_Texte à lire_:

------------------------------------------------------------

Courage les profs !

Publié le Catégorisé comme sur le vif Étiqueté
professeur
"Teacher helps pupil his reading" by Library of Congress/ CC0 1.0

Courage les profs ! Ce matin vous voici prenant le chemin de vos petites et grandes écoles. La pré-rentrée, ce n’est pas une rentrée dans le pré, c’est le premier café, les tasses qu’il faut laver, la réunion qui va commencer, les discours, les listes, les travaux pas finis, les circulaires de rentrée et le petit pincement de l’enfance qui vient nous rappeler toutes les rentrées d’écolier…

On les plaint puis on les engueule.

Je me souviens, un jour, un parent d’élève du côté de la rue d’A. ne voulait pas croire mon salaire. Il avait fallu que je lui montre ma feuille de paie. « Ah bon ? Vous êtes formateur et vous ne gagnez que ça ? Sans treizième mois ? Comment vous faites ? » Son visage était décomposé. Il n’en revenait sincèrement pas calculant dans sa tête comment il pourrait … ne pas tenir avec « ça ».

Mais déjà dans les années 80 et 90, ça pinaillait. Alors quand depuis le ministère en 2006 une campagne fut menée contre les méthodes de lecture, il fallut que les maîtres passent leur temps à se justifier. D’abord sur la méthode de lecture, puis sur tout. Le soupçon fut institutionnalisé sous l’influence d’un personnage qui deviendra ministre et fait sa rentrée lui en répandant son fiel dans un livre « au vitriol » dit la Presse.

Certains voudraient choisir la couleur de la robe de la maîtresse et la la place de leur enfant dans la classe. « Si c’était possible que Jean-Eudes ne soit pas à côté de … «  D’autres voudraient des classements… plus de devoirs…

Tu pourras prendre X dans ta classe ?

Les « cadeaux de rentrée », c’était le petit X dont personne ne voulait : «  Tu comprends,- disait le directeur – je ne peux pas le laisser dans la classe de Madame F, elle lui rendrait la vie impossible ».

Dans ma dernière affectation, rue de T. en zone ultra prioritaire, j’avais fini par solliciter d’emblée de réunir dans la même classe, l’ex enfant soldat, un qui ne savait pas lire à 12 ans, une petite fille envoutée par sa mère et qui faisait des crises de transe, un loulou précoce de 8 ans en CM2 … Personne ne s’était battu pour les avoir… bizarre… autant les « réclamer »…

La constitution des classes, préparée parfois dans l’ombre et qui se traduisait par la fameuse « liste » remise à la pré-rentrée était toujours cette découverte à la fois plaisante et inquiétante avec laquelle il fallait composer.

------------------------------------------------------------

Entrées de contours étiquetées
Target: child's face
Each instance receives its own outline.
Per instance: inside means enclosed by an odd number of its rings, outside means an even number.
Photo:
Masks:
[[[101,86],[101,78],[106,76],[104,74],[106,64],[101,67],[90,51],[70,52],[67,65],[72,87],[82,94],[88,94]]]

------------------------------------------------------------

_Objectif 1_:
Mettez à l'échelle l'ensemble du listing en le recopiant intégralement, consignes comprises, et multipliez par 2,6 chaque coordonnée des contours donnés en réponse. Arrondissez à l'entier le plus proche, les demis étant arrondis vers le haut.
_Objectif 2_:
Poursuivez le billet sur la rentrée des enseignants à la suite de sa dernière phrase.
Le texte et le listing constituent deux supports indépendants l'un de l'autre.

_Corrigé 1_:
Target: child's face
Each instance receives its own outline.
Per instance: inside means enclosed by an odd number of its rings, outside means an even number.
Photo:
Masks:
[[[263,224],[263,203],[276,198],[270,192],[276,166],[263,174],[234,133],[182,135],[174,169],[187,226],[213,244],[229,244]]]

_Corrigé 2_:
La chance c’était de pouvoir rouler sur deux ans avec les mêmes… au moins, on se connaissait.

Un local, un groupe et un maître. Et la pièce pourra commencer ! « Mais qui a les clés de la salle B ? Sans les clés, je ne vais pas pouvoir enseigner ! »

La photocopieuse en panne

Le directeur qui devait déjà se battre pour obtenir un plombier de la mairie afin de déboucher les toilettes de la cour, découvrait que la photocopieuse venait de rendre l’âme. Pas le bon jour… Trouver une solution de dépannage, comprendre pourquoi le nouveau maître promis par l’inspection n’arrivait pas… Et rester calme face à la maîtresse des CP qui protestait que sans photocopieuse, il serait absolument impossible de faire la rentrée et qu’elle allait invoquer un droit de retrait.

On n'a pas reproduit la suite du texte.